*** Supplied data ***

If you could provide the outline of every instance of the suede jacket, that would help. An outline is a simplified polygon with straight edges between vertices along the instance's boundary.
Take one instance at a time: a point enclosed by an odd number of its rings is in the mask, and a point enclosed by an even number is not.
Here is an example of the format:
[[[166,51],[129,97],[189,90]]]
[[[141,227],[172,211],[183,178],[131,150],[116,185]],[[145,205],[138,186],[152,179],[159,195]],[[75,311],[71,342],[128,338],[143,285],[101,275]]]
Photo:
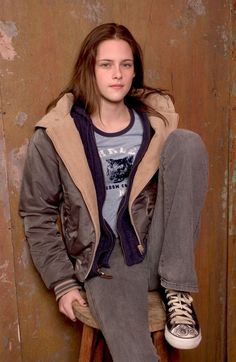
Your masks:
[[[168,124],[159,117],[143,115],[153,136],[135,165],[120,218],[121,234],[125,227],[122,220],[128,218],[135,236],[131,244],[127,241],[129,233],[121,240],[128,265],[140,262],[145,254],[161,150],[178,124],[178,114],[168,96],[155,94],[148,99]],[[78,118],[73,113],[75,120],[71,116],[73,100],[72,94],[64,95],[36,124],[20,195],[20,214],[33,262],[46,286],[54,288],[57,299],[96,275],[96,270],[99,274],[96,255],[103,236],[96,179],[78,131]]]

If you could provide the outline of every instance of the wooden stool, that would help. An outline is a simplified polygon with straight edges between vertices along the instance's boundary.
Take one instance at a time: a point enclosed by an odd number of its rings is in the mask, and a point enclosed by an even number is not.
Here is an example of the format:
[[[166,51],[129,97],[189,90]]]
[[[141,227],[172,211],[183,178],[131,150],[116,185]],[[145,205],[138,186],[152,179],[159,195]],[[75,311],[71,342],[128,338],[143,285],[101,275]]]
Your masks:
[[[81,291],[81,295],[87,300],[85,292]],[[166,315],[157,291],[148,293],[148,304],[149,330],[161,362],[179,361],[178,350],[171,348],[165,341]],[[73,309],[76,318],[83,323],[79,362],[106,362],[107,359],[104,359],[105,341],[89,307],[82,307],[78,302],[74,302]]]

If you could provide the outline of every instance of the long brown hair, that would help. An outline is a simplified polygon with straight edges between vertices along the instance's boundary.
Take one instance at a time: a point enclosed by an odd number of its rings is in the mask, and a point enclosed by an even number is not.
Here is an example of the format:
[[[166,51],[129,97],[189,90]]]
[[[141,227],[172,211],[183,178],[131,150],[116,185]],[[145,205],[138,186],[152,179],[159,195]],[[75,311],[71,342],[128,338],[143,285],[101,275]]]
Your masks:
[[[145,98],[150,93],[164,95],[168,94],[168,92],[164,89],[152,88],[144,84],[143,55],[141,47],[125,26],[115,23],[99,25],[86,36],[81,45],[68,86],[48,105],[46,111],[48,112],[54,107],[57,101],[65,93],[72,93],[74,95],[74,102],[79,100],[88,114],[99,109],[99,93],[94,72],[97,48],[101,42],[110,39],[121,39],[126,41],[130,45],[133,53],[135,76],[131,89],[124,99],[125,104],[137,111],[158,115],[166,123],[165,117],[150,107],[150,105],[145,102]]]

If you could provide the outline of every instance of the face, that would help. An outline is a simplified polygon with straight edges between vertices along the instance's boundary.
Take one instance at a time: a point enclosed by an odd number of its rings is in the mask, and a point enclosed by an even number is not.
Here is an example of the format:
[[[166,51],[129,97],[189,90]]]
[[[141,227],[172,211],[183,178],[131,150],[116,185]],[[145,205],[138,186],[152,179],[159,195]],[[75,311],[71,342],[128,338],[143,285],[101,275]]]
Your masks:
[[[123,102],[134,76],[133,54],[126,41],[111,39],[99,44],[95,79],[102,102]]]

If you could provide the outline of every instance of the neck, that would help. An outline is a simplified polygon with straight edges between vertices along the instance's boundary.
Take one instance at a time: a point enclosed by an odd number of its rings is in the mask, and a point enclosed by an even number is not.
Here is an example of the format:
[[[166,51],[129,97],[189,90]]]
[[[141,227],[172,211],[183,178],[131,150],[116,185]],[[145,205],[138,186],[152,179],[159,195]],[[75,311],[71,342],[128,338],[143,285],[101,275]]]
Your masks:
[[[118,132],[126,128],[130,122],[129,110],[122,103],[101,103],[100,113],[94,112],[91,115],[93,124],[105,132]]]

*** End of Supplied data ***
*** Supplied data ***

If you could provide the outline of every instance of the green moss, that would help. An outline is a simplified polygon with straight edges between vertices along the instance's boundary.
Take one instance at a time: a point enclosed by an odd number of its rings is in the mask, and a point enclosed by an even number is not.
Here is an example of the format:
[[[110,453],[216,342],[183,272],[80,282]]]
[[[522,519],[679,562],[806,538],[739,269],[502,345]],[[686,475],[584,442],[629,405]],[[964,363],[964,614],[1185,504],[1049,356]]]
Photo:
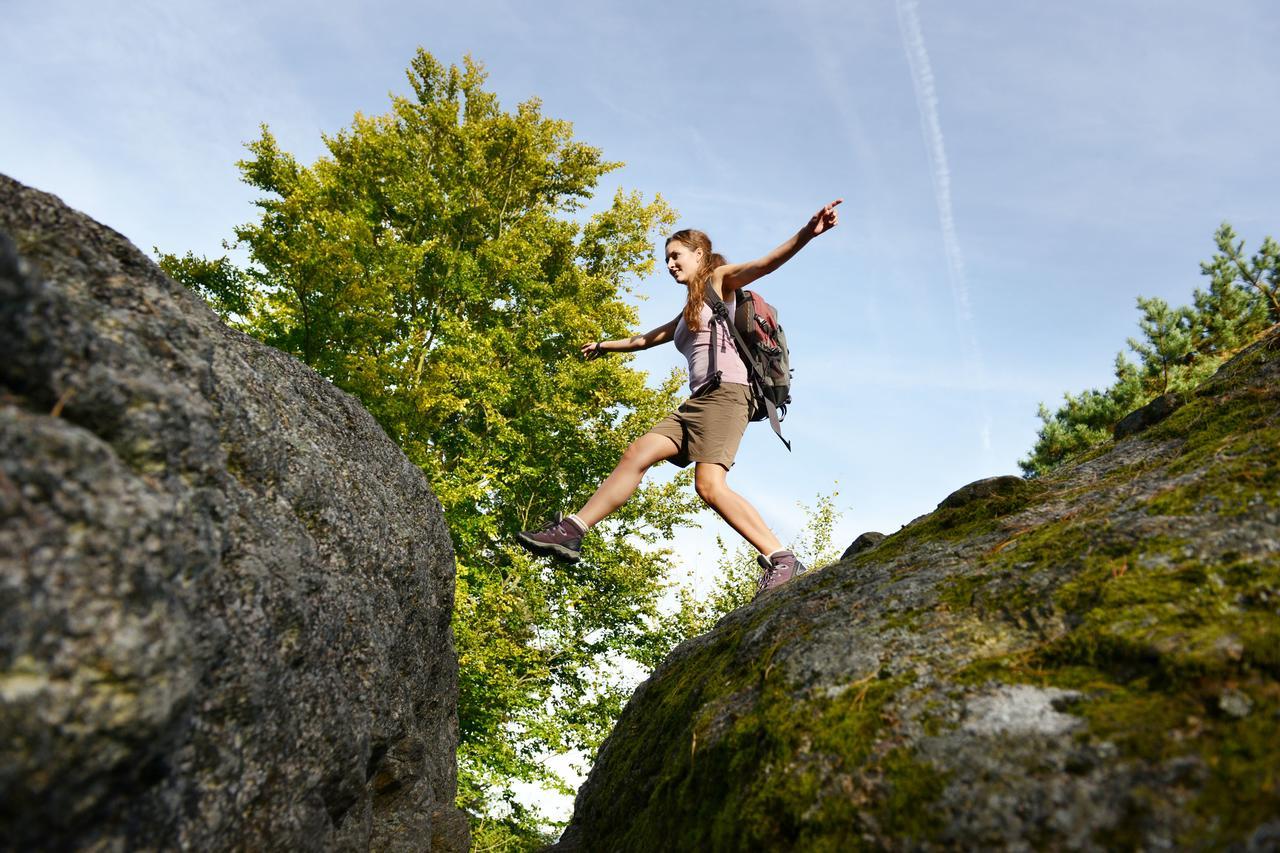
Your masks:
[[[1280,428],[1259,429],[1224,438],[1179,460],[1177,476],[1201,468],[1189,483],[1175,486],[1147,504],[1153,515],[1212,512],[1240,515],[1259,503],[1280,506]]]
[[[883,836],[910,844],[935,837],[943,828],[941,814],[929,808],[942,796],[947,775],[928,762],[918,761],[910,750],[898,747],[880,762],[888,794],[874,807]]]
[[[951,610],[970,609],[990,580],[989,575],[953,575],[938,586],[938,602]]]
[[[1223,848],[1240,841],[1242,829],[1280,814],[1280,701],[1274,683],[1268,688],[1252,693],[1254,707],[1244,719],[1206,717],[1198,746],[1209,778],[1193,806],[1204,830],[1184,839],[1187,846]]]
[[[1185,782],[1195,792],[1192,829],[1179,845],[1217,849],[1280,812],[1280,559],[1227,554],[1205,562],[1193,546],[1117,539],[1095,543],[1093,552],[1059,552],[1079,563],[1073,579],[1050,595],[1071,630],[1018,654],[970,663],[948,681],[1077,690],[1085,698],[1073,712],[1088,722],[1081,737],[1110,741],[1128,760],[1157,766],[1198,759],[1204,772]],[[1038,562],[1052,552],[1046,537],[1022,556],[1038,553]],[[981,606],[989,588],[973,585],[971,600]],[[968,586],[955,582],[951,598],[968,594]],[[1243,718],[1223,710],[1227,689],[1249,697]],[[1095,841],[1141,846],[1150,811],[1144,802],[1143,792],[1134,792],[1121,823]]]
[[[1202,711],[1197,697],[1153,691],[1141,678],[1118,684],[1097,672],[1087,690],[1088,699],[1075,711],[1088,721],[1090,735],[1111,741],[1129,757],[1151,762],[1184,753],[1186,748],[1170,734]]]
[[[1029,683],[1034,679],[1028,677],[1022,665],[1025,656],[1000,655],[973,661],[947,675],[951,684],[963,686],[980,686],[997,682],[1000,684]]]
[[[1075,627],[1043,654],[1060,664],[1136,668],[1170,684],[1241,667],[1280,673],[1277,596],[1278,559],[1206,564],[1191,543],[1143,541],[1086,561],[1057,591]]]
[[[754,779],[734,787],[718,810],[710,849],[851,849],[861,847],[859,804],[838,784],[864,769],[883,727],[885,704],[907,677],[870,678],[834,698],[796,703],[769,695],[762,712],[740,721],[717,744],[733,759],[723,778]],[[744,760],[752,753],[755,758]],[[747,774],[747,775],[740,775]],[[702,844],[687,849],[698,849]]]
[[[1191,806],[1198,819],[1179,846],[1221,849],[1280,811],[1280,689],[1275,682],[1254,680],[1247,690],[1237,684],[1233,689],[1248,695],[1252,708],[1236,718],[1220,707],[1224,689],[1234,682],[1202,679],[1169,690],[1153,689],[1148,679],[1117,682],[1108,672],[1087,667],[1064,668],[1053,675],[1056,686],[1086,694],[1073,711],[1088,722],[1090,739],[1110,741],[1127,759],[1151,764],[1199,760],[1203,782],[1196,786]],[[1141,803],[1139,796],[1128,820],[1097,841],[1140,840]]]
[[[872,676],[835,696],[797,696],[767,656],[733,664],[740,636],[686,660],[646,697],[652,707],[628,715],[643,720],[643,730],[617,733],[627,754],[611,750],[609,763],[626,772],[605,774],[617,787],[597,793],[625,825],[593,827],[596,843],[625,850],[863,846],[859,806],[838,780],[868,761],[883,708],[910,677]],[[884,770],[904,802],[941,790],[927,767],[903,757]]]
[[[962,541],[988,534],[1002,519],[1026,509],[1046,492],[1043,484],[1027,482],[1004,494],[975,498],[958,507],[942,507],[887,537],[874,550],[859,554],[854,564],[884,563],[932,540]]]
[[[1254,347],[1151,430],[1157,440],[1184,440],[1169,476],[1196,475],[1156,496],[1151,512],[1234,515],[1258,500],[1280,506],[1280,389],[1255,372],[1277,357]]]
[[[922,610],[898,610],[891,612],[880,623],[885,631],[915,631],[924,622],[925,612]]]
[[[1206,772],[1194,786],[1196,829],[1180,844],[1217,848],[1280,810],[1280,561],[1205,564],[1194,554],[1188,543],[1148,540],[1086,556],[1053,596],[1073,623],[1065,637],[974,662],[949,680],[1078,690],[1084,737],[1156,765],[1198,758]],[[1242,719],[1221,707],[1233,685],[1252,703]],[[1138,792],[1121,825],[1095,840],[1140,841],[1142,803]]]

*** End of Supplied data ***
*** Supplied data ***

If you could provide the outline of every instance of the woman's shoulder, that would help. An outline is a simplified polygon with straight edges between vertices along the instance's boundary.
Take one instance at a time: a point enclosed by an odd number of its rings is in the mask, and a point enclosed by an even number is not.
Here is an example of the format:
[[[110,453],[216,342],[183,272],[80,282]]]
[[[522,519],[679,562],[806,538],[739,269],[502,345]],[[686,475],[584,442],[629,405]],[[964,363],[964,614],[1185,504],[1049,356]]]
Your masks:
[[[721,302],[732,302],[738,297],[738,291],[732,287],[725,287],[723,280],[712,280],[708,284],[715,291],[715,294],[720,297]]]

*** End of Supplied data ***

- **Work to be completed**:
Lines of the material above that contain the string "along" must be counted; respond with the total alone.

- **Task solution**:
7